Excerpt to read:
┌──

South Africa’s Covid-hit carmakers ask govt to cut taxes on new cars
JOHANNESBURG - South Africa’s car makers have asked the government to reduce taxes on new vehicle purchases as part of a proposed stimulus package for the coronavirus-hit sector, according to a presentation from an industry body seen by Reuters.
The proposal, aimed at boosting local sales of new cars as rising coronavirus cases threaten demand in key export markets, was presented to the government on Monday by the National Association of Automobile Manufacturers of South Africa (NAAMSA), its chief executive Mike Mabasa said.
NAAMSA represents global car giants like Nissan and Toyota which produce vehicles in South Africa, with around 64 percent marked for export.
Automakers want to lower the tax rate for new vehicles from 42 percent of the price currently to between 35 percent and 38 percent, Mabasa said.
Removing a tax on carbon dioxide emissions imposed at purchase and reducing an ad valorem levy -a value-based tax on items considered a luxury in South Africa - could together boost new sales by almost 28, 400, NAAMSA’s presentation showed.

└──

Excerpts from a dataset

┌──

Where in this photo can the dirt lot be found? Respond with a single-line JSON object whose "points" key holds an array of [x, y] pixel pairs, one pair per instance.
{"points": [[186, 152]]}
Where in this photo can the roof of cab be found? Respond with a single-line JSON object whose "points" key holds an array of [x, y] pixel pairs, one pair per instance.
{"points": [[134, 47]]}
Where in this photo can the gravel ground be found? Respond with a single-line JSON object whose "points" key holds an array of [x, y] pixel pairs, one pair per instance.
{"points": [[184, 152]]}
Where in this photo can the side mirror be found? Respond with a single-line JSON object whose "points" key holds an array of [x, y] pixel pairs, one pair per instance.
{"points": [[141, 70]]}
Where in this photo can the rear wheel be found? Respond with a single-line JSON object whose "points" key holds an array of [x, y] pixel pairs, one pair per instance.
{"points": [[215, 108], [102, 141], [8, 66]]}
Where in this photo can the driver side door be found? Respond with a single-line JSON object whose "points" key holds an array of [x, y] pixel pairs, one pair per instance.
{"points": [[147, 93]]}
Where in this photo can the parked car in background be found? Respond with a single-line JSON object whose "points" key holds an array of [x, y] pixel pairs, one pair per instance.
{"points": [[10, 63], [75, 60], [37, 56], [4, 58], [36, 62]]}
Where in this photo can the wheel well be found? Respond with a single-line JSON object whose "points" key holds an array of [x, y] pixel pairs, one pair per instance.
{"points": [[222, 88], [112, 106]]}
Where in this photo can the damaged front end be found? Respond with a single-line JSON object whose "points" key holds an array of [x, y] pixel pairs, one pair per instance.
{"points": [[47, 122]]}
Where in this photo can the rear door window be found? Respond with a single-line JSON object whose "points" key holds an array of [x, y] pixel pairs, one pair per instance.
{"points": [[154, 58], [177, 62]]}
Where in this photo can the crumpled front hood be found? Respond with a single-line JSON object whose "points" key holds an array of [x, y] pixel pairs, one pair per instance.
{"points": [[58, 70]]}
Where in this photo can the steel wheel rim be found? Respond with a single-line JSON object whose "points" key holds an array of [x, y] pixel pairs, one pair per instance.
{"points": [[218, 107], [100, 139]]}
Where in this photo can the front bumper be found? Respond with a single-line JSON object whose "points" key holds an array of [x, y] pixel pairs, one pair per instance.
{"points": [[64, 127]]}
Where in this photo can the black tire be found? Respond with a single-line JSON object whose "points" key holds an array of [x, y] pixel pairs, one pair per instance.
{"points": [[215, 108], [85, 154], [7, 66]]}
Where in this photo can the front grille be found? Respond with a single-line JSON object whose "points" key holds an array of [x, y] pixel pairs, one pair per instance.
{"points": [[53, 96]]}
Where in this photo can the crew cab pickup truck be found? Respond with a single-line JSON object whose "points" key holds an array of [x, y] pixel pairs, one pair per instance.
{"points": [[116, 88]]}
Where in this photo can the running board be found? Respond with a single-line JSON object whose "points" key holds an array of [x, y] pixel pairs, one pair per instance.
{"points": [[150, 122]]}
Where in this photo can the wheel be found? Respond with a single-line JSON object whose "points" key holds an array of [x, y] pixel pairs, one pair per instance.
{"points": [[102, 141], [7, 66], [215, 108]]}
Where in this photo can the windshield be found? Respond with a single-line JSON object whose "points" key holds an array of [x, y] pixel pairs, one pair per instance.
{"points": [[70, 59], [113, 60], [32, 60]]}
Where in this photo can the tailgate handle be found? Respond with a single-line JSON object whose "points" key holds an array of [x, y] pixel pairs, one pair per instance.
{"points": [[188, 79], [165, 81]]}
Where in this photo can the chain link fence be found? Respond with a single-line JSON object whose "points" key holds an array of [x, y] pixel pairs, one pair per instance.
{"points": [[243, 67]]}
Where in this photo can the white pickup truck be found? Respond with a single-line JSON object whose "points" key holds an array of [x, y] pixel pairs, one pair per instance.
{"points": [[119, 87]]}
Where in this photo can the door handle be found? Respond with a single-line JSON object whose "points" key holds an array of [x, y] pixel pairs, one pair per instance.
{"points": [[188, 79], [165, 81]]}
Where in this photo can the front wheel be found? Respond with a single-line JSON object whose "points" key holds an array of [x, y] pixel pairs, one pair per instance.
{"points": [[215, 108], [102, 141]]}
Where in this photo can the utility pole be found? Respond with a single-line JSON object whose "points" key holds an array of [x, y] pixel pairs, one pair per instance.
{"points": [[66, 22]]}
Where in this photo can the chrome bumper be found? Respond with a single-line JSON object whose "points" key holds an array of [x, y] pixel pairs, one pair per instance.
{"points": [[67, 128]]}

└──

Work item:
Reproduce verbatim the portion of the carmakers' tax article starting at "The proposal, aimed" and ending at "NAAMSA’s presentation showed.".

The completed task:
The proposal, aimed at boosting local sales of new cars as rising coronavirus cases threaten demand in key export markets, was presented to the government on Monday by the National Association of Automobile Manufacturers of South Africa (NAAMSA), its chief executive Mike Mabasa said.
NAAMSA represents global car giants like Nissan and Toyota which produce vehicles in South Africa, with around 64 percent marked for export.
Automakers want to lower the tax rate for new vehicles from 42 percent of the price currently to between 35 percent and 38 percent, Mabasa said.
Removing a tax on carbon dioxide emissions imposed at purchase and reducing an ad valorem levy -a value-based tax on items considered a luxury in South Africa - could together boost new sales by almost 28, 400, NAAMSA’s presentation showed.